What to produce :: Reproduce, word for word, every line starting at the line that contains "Phrase: yellow taxi" and ending with the final line of the entries.

Data supplied ::
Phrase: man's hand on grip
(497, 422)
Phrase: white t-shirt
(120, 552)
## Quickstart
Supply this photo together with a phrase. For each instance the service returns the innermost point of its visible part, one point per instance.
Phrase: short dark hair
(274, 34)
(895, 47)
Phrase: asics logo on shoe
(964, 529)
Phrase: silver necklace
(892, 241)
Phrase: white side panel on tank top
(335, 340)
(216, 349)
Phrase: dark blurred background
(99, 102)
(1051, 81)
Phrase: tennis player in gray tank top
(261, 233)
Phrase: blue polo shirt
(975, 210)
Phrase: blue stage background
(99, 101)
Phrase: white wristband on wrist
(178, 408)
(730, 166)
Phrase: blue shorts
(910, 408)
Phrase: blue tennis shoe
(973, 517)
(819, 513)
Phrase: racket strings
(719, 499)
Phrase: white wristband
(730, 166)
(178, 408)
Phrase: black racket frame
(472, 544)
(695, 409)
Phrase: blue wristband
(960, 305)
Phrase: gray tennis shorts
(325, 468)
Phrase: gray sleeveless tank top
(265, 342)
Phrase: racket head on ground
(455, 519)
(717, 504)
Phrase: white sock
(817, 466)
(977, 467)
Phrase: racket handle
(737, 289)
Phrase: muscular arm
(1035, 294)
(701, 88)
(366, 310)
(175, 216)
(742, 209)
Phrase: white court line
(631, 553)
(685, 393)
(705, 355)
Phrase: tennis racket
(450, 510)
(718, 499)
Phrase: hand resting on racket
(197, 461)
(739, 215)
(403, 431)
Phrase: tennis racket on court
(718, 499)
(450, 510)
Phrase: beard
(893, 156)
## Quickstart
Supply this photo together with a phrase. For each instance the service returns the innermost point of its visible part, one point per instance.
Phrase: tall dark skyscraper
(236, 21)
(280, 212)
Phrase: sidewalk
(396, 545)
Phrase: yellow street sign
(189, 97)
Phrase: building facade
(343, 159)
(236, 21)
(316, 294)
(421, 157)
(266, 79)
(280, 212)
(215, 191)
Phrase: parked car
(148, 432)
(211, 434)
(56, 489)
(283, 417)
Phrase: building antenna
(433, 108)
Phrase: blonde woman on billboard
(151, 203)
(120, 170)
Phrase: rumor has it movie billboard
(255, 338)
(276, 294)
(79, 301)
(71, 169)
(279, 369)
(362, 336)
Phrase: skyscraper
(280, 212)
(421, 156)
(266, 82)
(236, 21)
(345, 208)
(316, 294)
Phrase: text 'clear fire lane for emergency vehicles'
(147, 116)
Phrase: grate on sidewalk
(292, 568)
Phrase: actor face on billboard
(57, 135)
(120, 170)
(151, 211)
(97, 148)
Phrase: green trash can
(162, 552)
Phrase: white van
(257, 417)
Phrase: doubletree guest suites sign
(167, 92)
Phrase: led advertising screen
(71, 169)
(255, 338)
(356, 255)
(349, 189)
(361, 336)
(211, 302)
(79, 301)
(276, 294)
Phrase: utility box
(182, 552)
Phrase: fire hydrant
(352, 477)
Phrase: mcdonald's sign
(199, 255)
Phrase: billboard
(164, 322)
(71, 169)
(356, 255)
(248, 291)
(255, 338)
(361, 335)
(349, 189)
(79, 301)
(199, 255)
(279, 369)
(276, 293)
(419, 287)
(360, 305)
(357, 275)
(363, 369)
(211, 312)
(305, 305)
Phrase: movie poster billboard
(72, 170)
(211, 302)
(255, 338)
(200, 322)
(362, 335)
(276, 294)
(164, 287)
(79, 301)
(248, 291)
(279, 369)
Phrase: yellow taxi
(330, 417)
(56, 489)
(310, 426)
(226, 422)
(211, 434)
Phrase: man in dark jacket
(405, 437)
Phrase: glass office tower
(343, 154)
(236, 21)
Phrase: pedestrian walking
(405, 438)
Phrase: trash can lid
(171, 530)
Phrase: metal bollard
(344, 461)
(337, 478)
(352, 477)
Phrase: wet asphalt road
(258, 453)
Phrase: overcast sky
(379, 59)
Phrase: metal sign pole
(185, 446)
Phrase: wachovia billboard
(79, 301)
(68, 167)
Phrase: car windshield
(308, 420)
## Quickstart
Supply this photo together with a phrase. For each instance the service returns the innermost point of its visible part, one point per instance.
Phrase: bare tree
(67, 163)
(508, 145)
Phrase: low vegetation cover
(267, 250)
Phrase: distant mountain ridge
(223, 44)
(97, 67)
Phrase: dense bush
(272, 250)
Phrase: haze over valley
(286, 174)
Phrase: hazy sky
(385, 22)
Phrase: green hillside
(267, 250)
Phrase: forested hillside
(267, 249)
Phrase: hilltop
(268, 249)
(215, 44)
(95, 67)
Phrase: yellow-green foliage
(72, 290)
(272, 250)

Solution for this exercise ::
Phrase: yellow taxi
(330, 417)
(56, 489)
(310, 426)
(226, 422)
(211, 434)
Phrase: man in dark jacket
(405, 437)
Phrase: glass office tower
(343, 154)
(236, 21)
Phrase: pedestrian walking
(405, 438)
Phrase: trash can lid
(171, 530)
Phrase: metal bollard
(344, 461)
(337, 478)
(352, 477)
Phrase: wet asphalt road
(258, 453)
Phrase: overcast sky
(379, 59)
Phrase: metal sign pole
(185, 446)
Phrase: wachovia billboard
(79, 301)
(68, 167)
Phrase: car windshield
(308, 420)
## Quickstart
Supply this photo together with a phrase. For each instance the service returns the innermost point of its visible part, one point per instance.
Phrase: bare tree
(67, 163)
(508, 145)
Phrase: low vegetation cover
(267, 250)
Phrase: distant mountain ridge
(223, 44)
(97, 67)
Phrase: dense bush
(272, 250)
Phrase: haze over valley
(286, 174)
Phrase: hazy sky
(385, 22)
Phrase: green hillside
(267, 250)
Phrase: forested hillside
(267, 249)
Phrase: hilltop
(268, 249)
(215, 44)
(95, 67)
Phrase: yellow-green foliage
(72, 290)
(272, 250)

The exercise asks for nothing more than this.